■ **Görev**
Aşağıdaki seçilen bölüme göre şu ifadelerin doğru olup olmadığını belirtin ve her biri için evet ya da hayır yazarak bölümdeki belirleyici sözleri aynen alıntılayın. 1. 21 Aralık, 2016 yılının en uzun gecesidir. 2. Bu gece için 12 film derlenmiştir. 3. Yurdun hiçbir yerinde kar yoktur.

■ **Seçilen Bölüm**
□ □ □ □ □ □ □

Bugün 21 Aralık, yani 2016’nın en uzun gecesi. Hava yeterince soğuk, yurdun büyük bir kesiminde kar var, çoğu yerde de yer yer atıştırıyor. Bu uzun geceyi değerlendirmek için plan yapmış olanlara ne mutlu. Ama eğer sizin bir planınız yoksa hemen bir kova mısır patlatıp TV’nin, bilgisayarın başına geçiyorsunuz. Sizler için bu geceye yakışır 21 film derledik. İzlemediğiniz mutlaka vardır, izleyin pişman olmayacaksınız.

□ □ □ □ □ □ □

■ **Kayıtlar**
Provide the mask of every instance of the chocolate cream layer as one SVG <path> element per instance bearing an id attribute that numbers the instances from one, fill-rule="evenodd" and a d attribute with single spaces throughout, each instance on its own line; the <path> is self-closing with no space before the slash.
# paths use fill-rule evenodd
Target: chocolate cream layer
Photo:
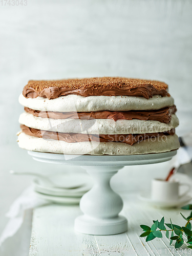
<path id="1" fill-rule="evenodd" d="M 30 128 L 23 124 L 20 125 L 22 132 L 28 135 L 45 139 L 62 140 L 68 143 L 82 142 L 84 141 L 96 141 L 100 142 L 122 142 L 132 145 L 145 139 L 160 136 L 174 135 L 175 129 L 163 133 L 145 133 L 141 134 L 114 134 L 114 135 L 93 135 L 79 133 L 63 133 L 56 132 L 43 131 Z"/>
<path id="2" fill-rule="evenodd" d="M 170 108 L 165 108 L 158 110 L 132 111 L 98 111 L 91 112 L 54 112 L 53 111 L 40 111 L 25 107 L 26 112 L 32 114 L 36 117 L 52 118 L 53 119 L 109 119 L 117 121 L 119 119 L 142 120 L 156 120 L 168 123 L 172 119 L 172 114 L 177 111 L 176 106 L 174 105 Z"/>
<path id="3" fill-rule="evenodd" d="M 57 87 L 49 87 L 40 92 L 38 92 L 32 87 L 24 87 L 23 95 L 26 98 L 36 98 L 38 96 L 48 98 L 49 99 L 55 99 L 62 96 L 75 94 L 84 97 L 90 96 L 129 96 L 144 97 L 146 99 L 152 98 L 153 95 L 165 96 L 169 95 L 166 90 L 162 89 L 158 90 L 153 86 L 146 84 L 144 86 L 127 88 L 119 88 L 115 86 L 105 87 L 100 86 L 96 88 L 84 88 L 70 89 L 68 88 L 58 88 Z"/>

□ □ □ □ □ □ □

■ **Alıştırmanın Yanıtı**
1. Evet: "Bugün 21 Aralık, yani 2016’nın en uzun gecesi."
2. Hayır: "Sizler için bu geceye yakışır 21 film derledik."
3. Hayır: "yurdun büyük bir kesiminde kar var"